** Start Material shown **

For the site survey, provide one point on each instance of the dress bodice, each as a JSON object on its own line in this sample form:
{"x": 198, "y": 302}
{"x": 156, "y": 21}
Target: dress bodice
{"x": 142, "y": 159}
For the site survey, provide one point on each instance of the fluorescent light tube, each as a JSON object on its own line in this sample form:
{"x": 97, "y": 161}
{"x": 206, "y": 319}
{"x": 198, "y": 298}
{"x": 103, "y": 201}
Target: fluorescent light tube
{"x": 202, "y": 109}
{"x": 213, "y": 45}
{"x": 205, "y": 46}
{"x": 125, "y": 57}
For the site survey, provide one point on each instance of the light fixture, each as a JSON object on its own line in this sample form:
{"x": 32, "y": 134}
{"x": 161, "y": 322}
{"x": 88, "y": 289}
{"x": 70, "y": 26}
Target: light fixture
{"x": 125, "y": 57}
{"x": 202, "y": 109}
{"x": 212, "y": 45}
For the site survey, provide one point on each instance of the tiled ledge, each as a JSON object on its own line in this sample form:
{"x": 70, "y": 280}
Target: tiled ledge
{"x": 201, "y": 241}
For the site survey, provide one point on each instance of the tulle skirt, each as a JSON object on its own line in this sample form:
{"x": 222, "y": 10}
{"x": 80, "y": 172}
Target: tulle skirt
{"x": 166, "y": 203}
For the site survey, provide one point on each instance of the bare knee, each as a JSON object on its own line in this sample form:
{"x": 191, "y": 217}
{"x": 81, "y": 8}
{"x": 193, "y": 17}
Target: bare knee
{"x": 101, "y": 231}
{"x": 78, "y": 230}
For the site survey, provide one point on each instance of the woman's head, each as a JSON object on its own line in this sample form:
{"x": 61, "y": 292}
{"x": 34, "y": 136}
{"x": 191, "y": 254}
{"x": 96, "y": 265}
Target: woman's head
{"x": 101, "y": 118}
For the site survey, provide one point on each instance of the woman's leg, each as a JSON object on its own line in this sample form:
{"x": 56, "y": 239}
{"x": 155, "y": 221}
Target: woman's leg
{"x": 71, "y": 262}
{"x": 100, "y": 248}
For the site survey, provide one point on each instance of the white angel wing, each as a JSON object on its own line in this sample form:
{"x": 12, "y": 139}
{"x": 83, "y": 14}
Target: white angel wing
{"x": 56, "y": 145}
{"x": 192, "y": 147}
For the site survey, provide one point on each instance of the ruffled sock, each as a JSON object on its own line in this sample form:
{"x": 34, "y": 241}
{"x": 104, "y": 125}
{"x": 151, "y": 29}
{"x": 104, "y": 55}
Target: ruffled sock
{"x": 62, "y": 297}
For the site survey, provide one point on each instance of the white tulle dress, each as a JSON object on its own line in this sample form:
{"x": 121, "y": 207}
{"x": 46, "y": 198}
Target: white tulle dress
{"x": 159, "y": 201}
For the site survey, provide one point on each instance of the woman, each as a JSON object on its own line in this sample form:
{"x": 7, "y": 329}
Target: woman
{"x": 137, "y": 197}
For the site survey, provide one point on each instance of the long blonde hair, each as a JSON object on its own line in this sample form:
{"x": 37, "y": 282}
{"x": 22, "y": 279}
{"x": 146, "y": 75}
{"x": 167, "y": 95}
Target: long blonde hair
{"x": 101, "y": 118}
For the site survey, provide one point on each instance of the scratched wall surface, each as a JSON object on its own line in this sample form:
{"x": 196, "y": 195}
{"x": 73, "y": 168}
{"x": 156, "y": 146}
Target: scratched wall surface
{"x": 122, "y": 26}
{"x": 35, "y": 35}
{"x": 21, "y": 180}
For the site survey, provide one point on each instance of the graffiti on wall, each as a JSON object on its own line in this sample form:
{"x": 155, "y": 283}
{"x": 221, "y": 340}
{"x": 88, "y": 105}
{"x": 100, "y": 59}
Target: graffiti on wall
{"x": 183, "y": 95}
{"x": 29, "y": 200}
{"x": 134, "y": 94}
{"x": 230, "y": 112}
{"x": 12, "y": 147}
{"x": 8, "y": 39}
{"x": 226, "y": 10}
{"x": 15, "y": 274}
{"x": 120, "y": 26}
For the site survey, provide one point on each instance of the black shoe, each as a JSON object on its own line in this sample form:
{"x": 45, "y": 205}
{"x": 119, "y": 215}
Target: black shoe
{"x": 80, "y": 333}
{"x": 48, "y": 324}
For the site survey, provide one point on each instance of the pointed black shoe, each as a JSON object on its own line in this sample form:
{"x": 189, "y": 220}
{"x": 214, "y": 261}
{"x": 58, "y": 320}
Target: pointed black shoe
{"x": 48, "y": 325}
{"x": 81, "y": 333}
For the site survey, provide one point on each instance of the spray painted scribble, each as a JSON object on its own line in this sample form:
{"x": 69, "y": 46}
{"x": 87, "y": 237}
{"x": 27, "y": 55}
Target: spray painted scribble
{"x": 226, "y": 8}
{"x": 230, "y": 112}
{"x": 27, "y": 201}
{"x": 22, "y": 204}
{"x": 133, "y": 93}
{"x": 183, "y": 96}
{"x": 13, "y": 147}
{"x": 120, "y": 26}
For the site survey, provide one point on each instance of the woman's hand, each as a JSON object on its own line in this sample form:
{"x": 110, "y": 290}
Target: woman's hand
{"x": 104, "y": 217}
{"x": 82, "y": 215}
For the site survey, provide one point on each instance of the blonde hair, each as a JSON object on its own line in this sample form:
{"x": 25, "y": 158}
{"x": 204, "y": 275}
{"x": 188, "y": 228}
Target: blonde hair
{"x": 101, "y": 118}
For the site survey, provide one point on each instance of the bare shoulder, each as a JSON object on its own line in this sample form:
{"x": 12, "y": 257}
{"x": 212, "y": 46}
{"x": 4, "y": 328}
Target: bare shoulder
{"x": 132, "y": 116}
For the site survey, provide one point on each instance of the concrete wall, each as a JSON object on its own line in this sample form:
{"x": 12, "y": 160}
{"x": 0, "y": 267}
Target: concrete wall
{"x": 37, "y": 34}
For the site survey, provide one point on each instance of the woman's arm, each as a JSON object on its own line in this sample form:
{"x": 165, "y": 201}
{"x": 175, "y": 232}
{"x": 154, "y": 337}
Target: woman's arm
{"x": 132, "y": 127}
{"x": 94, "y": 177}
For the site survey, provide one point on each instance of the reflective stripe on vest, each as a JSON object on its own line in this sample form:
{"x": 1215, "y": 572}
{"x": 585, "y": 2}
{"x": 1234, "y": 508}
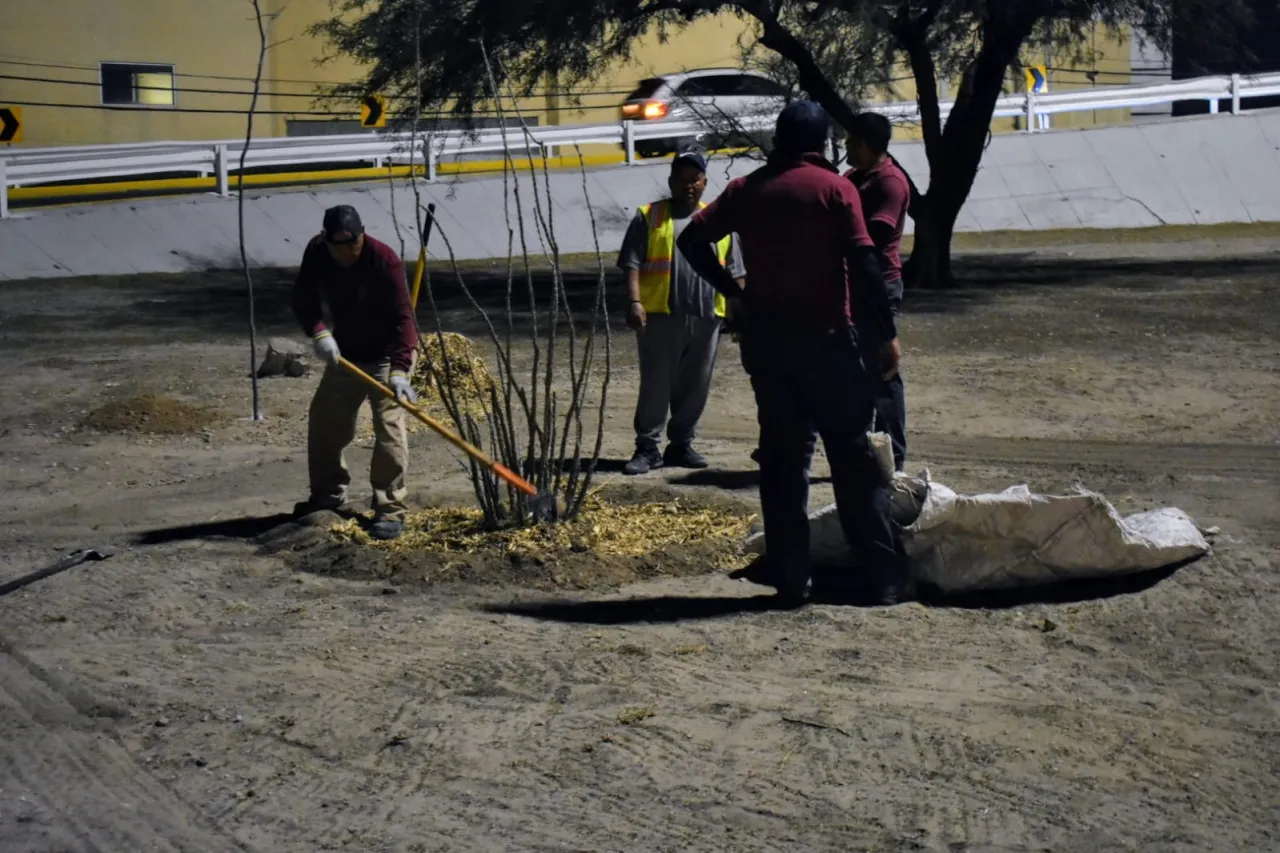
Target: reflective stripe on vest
{"x": 656, "y": 270}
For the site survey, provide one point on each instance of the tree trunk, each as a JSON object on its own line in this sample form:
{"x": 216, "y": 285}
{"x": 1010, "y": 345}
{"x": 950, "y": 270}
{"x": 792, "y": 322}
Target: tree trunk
{"x": 929, "y": 264}
{"x": 956, "y": 153}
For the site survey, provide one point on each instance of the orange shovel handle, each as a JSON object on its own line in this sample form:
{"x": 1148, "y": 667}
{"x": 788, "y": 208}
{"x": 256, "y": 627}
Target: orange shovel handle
{"x": 444, "y": 432}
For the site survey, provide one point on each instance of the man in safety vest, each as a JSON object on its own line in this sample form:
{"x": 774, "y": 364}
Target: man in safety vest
{"x": 677, "y": 318}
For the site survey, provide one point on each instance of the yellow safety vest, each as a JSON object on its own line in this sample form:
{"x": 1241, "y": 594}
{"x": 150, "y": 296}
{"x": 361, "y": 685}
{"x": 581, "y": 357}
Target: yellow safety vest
{"x": 656, "y": 270}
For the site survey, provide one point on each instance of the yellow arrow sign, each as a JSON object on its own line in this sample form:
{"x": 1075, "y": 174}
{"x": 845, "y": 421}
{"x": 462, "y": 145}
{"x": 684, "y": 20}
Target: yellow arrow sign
{"x": 373, "y": 110}
{"x": 1037, "y": 78}
{"x": 10, "y": 124}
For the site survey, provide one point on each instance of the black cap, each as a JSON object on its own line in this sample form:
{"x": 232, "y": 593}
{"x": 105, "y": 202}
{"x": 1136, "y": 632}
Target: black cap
{"x": 342, "y": 224}
{"x": 689, "y": 158}
{"x": 803, "y": 127}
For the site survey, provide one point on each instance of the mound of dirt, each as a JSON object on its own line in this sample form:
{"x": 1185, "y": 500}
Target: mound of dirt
{"x": 150, "y": 413}
{"x": 613, "y": 542}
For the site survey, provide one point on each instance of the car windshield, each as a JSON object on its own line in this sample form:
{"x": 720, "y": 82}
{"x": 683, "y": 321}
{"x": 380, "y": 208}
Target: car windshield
{"x": 645, "y": 89}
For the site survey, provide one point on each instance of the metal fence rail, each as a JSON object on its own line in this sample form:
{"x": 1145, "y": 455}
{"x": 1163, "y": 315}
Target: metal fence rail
{"x": 220, "y": 158}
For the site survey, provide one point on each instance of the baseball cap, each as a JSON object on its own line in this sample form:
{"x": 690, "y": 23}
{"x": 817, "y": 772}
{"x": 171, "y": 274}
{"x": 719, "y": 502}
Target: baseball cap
{"x": 689, "y": 158}
{"x": 342, "y": 224}
{"x": 801, "y": 128}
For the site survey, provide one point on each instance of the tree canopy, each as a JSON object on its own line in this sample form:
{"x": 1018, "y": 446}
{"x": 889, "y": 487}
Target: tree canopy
{"x": 833, "y": 51}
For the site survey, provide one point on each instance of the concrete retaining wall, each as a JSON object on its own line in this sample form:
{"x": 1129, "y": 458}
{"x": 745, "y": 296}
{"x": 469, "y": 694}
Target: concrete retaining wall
{"x": 1194, "y": 170}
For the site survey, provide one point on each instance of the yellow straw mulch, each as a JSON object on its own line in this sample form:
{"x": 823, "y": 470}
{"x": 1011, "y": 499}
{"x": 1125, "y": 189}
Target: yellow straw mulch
{"x": 603, "y": 528}
{"x": 471, "y": 381}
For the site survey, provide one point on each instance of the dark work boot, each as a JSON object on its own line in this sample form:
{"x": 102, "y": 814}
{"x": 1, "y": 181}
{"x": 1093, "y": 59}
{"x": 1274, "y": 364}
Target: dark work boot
{"x": 387, "y": 529}
{"x": 643, "y": 463}
{"x": 684, "y": 456}
{"x": 318, "y": 505}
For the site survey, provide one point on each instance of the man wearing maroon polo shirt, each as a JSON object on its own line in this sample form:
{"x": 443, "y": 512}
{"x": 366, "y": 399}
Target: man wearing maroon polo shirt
{"x": 361, "y": 282}
{"x": 886, "y": 194}
{"x": 814, "y": 357}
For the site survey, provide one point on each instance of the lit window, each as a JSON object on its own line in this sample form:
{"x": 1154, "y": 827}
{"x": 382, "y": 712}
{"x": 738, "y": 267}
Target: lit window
{"x": 137, "y": 83}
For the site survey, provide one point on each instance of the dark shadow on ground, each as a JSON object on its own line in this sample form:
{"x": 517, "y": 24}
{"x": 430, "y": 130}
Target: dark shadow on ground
{"x": 213, "y": 302}
{"x": 730, "y": 480}
{"x": 632, "y": 611}
{"x": 245, "y": 528}
{"x": 676, "y": 609}
{"x": 1070, "y": 592}
{"x": 984, "y": 278}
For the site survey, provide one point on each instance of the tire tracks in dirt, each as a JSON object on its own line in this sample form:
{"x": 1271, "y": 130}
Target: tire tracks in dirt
{"x": 73, "y": 788}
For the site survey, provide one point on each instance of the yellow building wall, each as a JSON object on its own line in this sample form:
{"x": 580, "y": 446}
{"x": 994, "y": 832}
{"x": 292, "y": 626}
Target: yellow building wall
{"x": 65, "y": 40}
{"x": 213, "y": 46}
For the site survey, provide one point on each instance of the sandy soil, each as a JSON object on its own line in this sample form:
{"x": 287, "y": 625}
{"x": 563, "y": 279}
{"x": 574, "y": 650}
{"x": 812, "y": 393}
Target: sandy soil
{"x": 196, "y": 693}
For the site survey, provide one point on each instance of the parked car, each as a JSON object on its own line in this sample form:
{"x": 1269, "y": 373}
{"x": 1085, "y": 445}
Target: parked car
{"x": 714, "y": 94}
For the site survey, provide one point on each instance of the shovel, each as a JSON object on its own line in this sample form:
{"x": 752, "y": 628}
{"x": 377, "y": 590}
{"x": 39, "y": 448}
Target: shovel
{"x": 543, "y": 506}
{"x": 69, "y": 561}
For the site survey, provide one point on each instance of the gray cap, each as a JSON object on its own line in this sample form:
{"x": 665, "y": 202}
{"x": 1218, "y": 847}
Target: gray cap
{"x": 342, "y": 224}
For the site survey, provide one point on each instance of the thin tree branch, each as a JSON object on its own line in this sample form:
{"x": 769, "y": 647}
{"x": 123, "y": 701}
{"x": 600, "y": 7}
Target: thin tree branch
{"x": 240, "y": 206}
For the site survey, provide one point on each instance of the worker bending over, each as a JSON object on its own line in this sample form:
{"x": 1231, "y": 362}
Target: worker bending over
{"x": 814, "y": 361}
{"x": 676, "y": 315}
{"x": 361, "y": 283}
{"x": 886, "y": 194}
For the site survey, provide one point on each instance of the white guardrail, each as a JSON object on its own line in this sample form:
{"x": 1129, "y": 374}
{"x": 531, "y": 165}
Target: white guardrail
{"x": 220, "y": 158}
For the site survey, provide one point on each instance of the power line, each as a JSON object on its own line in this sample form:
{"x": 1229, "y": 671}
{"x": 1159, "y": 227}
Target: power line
{"x": 265, "y": 80}
{"x": 393, "y": 117}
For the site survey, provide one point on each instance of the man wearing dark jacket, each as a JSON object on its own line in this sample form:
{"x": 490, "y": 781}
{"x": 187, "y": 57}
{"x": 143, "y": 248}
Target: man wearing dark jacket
{"x": 814, "y": 351}
{"x": 361, "y": 282}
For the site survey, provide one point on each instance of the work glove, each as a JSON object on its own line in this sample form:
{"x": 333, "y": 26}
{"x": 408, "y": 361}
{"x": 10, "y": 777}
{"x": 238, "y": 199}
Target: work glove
{"x": 636, "y": 316}
{"x": 403, "y": 389}
{"x": 325, "y": 347}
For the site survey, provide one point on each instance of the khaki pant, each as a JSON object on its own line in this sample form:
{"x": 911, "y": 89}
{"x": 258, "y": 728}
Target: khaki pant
{"x": 332, "y": 427}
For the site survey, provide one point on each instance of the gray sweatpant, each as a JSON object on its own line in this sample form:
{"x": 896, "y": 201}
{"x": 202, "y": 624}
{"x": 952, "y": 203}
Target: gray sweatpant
{"x": 677, "y": 357}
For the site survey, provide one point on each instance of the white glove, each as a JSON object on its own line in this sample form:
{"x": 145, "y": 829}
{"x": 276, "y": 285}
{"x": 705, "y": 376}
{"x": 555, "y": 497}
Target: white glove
{"x": 327, "y": 349}
{"x": 401, "y": 386}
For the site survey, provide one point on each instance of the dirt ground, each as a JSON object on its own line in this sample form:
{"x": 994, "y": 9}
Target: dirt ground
{"x": 197, "y": 692}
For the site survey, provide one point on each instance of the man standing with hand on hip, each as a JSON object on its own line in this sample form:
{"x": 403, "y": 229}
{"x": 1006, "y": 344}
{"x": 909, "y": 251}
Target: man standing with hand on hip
{"x": 677, "y": 318}
{"x": 814, "y": 351}
{"x": 886, "y": 194}
{"x": 361, "y": 282}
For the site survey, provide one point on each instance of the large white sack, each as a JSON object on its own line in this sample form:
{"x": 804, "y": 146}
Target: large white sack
{"x": 1015, "y": 538}
{"x": 1018, "y": 538}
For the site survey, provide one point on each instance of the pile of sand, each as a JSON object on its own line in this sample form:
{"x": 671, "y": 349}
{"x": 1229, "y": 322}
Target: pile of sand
{"x": 150, "y": 413}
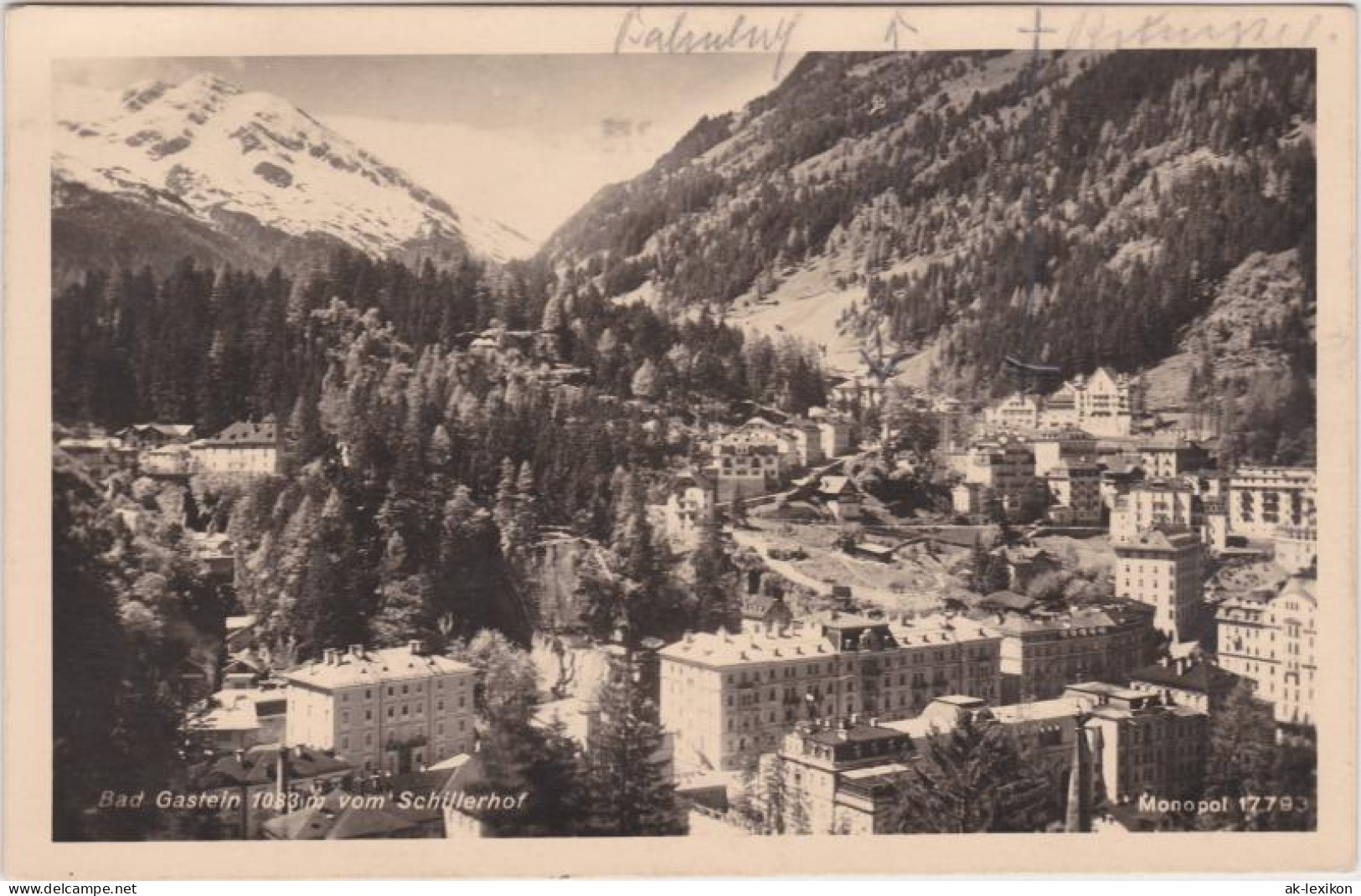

** End Material shown **

**Directions for this task**
Gather each line of the data above that contains the word "dirt", copying every such line in full.

**Answer to the task**
For the site survey, provide one point on each instance of the mound of dirt, each as a JSON object on its own line in this sample form:
Target: mound of dirt
For the site survey, provide one point on each instance of the tire tracks in dirt, each as a JSON object on its own line in this sample form:
Target: tire tracks in dirt
For the site survey, provide one point on each instance of the dirt ground, each as a JSON object on its own line in this sample form:
Target: dirt ground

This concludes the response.